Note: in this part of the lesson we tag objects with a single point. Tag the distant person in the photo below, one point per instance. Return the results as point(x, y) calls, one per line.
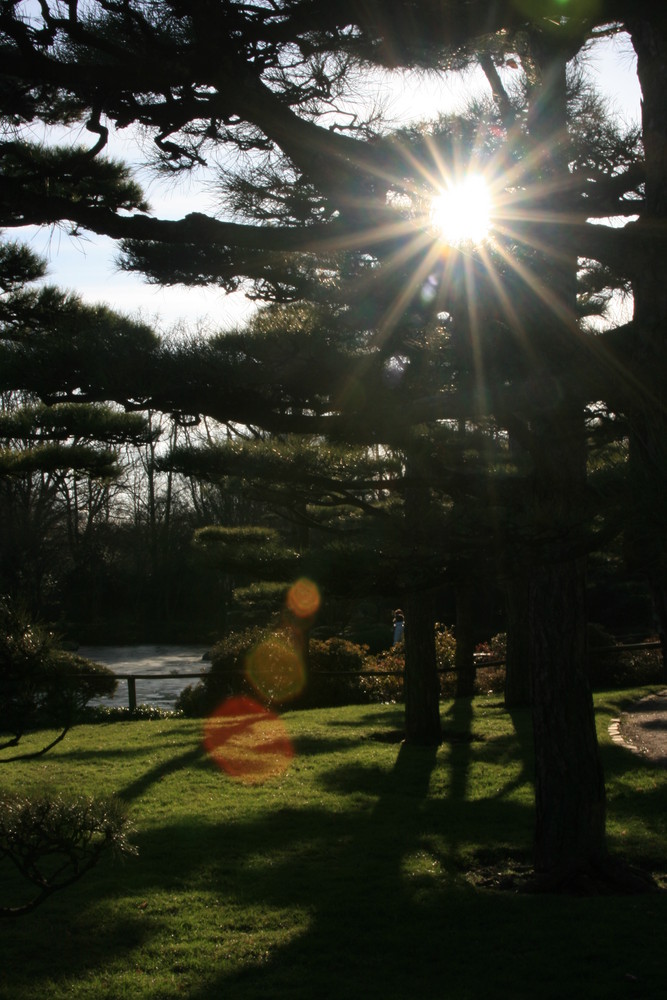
point(399, 625)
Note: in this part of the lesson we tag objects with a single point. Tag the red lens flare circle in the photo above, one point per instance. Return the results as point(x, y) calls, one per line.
point(303, 598)
point(247, 741)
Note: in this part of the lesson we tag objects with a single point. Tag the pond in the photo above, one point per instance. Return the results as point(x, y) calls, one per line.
point(148, 659)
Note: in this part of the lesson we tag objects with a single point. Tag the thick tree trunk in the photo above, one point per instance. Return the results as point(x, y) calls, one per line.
point(569, 785)
point(422, 690)
point(649, 419)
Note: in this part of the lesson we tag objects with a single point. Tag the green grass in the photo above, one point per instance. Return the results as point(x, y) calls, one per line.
point(356, 873)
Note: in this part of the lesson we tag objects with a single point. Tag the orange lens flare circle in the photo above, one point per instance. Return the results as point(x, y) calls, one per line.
point(247, 741)
point(276, 670)
point(303, 598)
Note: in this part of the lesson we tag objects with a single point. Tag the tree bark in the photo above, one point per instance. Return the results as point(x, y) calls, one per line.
point(569, 786)
point(648, 419)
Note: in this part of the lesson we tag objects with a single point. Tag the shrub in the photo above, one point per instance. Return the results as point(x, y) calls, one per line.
point(383, 679)
point(335, 669)
point(53, 841)
point(40, 683)
point(609, 667)
point(267, 664)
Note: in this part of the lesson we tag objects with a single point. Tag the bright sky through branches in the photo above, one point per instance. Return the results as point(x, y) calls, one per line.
point(86, 264)
point(461, 212)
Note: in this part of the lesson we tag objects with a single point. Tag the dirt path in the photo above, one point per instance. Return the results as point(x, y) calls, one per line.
point(643, 728)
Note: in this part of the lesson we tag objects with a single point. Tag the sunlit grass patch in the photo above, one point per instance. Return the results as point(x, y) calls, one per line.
point(365, 868)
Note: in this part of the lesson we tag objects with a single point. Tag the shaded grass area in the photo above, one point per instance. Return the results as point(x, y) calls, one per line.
point(363, 870)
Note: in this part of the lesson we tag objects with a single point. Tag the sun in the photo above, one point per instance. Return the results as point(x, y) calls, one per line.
point(461, 212)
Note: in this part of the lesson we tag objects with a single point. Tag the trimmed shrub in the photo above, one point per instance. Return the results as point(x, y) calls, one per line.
point(269, 665)
point(53, 841)
point(609, 667)
point(41, 684)
point(335, 673)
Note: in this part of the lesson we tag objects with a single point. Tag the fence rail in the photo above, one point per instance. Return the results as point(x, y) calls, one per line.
point(480, 661)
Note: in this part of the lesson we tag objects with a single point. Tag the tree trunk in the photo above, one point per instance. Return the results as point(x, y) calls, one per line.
point(649, 420)
point(422, 690)
point(569, 786)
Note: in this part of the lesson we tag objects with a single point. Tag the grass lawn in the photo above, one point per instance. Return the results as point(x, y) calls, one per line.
point(362, 871)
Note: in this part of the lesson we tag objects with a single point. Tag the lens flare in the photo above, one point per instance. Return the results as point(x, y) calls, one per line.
point(276, 670)
point(461, 212)
point(247, 741)
point(303, 598)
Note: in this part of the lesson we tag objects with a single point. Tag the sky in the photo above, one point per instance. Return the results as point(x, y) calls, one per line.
point(86, 264)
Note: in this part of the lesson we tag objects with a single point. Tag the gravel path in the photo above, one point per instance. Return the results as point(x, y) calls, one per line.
point(643, 728)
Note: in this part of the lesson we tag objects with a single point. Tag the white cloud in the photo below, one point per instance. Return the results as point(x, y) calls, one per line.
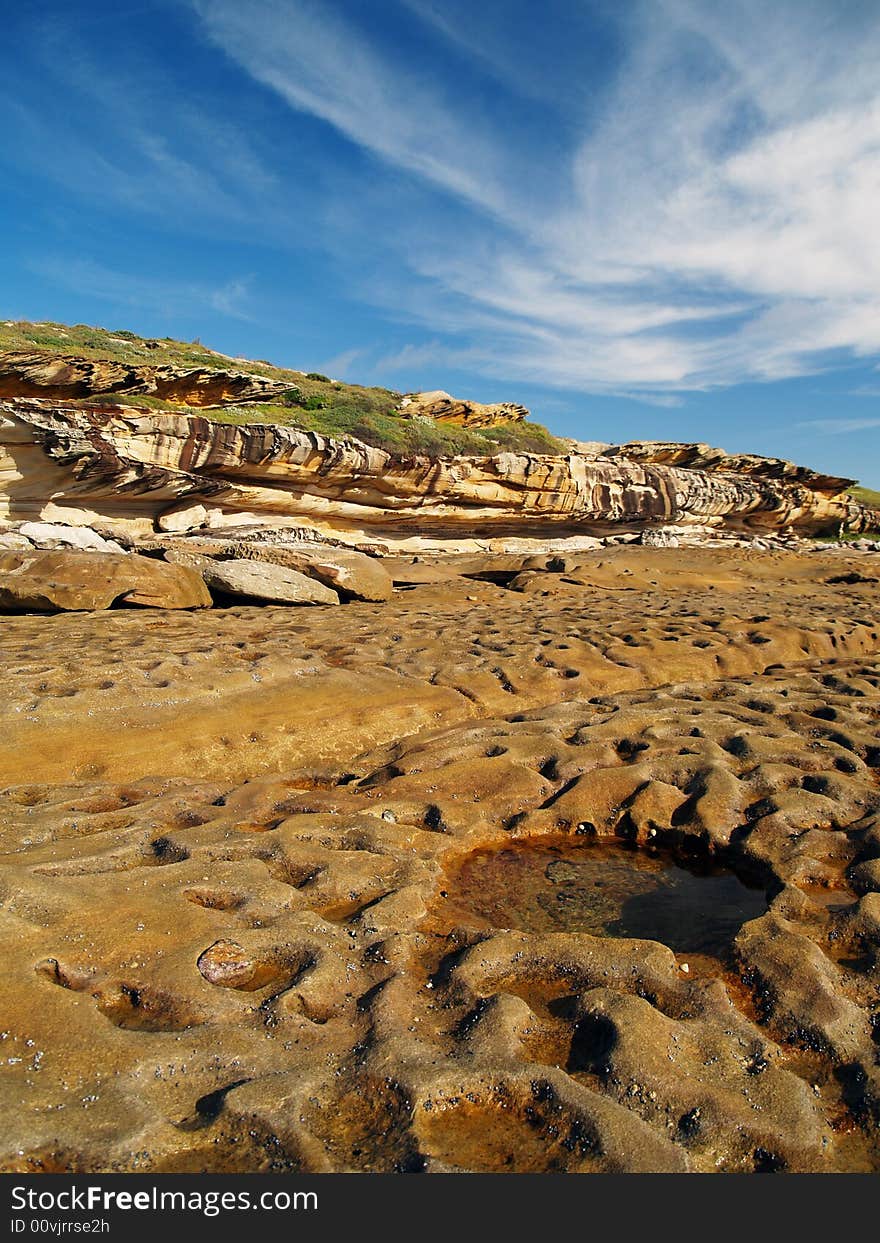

○ ○ ○ ○

Written request: Please put the lines above into a JSON list of strings, one string per line, with blank lines and the pictures left out.

Solution for this problem:
[
  "Note: in this part of the lesson we tag objects with a single point. Tag the distant person in the photo below, one point per instance. Return the results as point(x, y) calls, one per line.",
  "point(399, 625)",
  "Note: in this part of the lesson we tag objects with a single point. Tag the red lens flare circle in the photo above, one point per instance. Return the results as point(x, y) calls, one per line.",
  "point(303, 598)",
  "point(247, 741)",
  "Note: in this part of the lesson we tag objects with a single point. Tag the pond in the photo above, one point per instance. Return the results as point(x, y) calls, one per line.",
  "point(148, 659)",
  "Note: in this part of the lesson we tag objects with a single point. Tag the thick tree trunk in the photo above, one point per instance. Return the results as point(x, y) calls, one per line.",
  "point(569, 785)",
  "point(422, 690)",
  "point(649, 419)",
  "Note: in this part of the lesson we tag objects with a single point. Tag the green grass in the photo above, one point per instance. Return the results as point(x, y) calls, one per line.",
  "point(356, 873)",
  "Note: in this part of the lesson we tag objects with a single point. Tag the orange lens flare circle in the photo above, one point per instance. Return the results as point(x, y) calls, one per line.",
  "point(247, 741)",
  "point(276, 670)",
  "point(303, 598)",
  "Note: in this part of the lesson we tag objects with a single point. Tag the tree bark in the photo above, one point per instance. Return the results as point(x, y) calls, one per line.",
  "point(569, 786)",
  "point(648, 419)",
  "Note: in this part of the lesson we tag objects with a single point. Tag the shrub in the photo above, one point per instance. Return the results as point(x, y) calls, one per line.",
  "point(383, 679)",
  "point(335, 669)",
  "point(53, 841)",
  "point(40, 683)",
  "point(609, 667)",
  "point(267, 664)",
  "Note: in this part of the lesson we tag objects with a single point. Tag the bright sky through branches in the photo above, one point per instance. Return the results as point(x, y) calls, one per line.",
  "point(86, 264)",
  "point(461, 212)",
  "Note: in this part of the lesson we tag objects with a single point. Tag the dirt path in the photo above, one point per instance. Return the results as point(x, y) calls, one per line.",
  "point(643, 728)",
  "Note: in this part of the lesson we tag objects with a single point. Tag the sunlit grass patch in the photo above, one point per instance. Return the results as point(x, y) calls, one per line.",
  "point(365, 868)",
  "Note: in this part of the lesson we tag objects with a single point. Tag the shaded grass area in the photo above, one point per instance. Return the results as point(x, y) calls, one per line.",
  "point(363, 870)",
  "Note: in this part of the lesson we tag objects with a single point. Tag the sun in the photo above, one point per instance. Return the results as point(x, y) calls, one per line.",
  "point(461, 212)",
  "Note: in this part of the lesson we tag objects with a single point. Tag the trimmed shrub in the photo above, one point per instance. Return the results as point(x, y) calls, one per line.",
  "point(269, 665)",
  "point(53, 841)",
  "point(609, 667)",
  "point(41, 684)",
  "point(335, 673)",
  "Note: in this part of the lesson we tag objects with a single point. Tag the fence rail in the photo above, one point per instance. Return the results as point(x, y) calls, one per line.",
  "point(480, 661)",
  "Note: in this part of the lesson we tag objects with a single point. Tag the tree trunk in the photo above, one point per instance. Return the results as point(x, y) calls, one per line.",
  "point(649, 420)",
  "point(422, 690)",
  "point(569, 786)",
  "Note: in this part of the lesson we tag objects with a single point. Tag the grass lawn in the photo above, one point per instance. Return the results as point(x, y) calls, one per line.",
  "point(362, 871)",
  "Note: in this part of the lesson we tag objects with a single point. Tag the lens flare in the photo above, one point per instance. Return the results as point(x, y) calls, one per line.",
  "point(276, 670)",
  "point(461, 212)",
  "point(247, 741)",
  "point(303, 598)",
  "Note: in this part of the lesson we tag objects with a single point. Tag the sky in the photo above, one point per instance. Return the results as point(x, y) calls, one per line.",
  "point(86, 264)",
  "Note: in this part of the lesson we tag objects with a single point. Tag the gravel path in the photo above, one point per instance. Return the results as point(x, y) calls, one per line.",
  "point(643, 728)",
  "Note: in this part of the lesson we tag objects with a single point. Tag the white cloud in the photo below, one point per instance. Return the results as point(x, y) calls, one per line."
]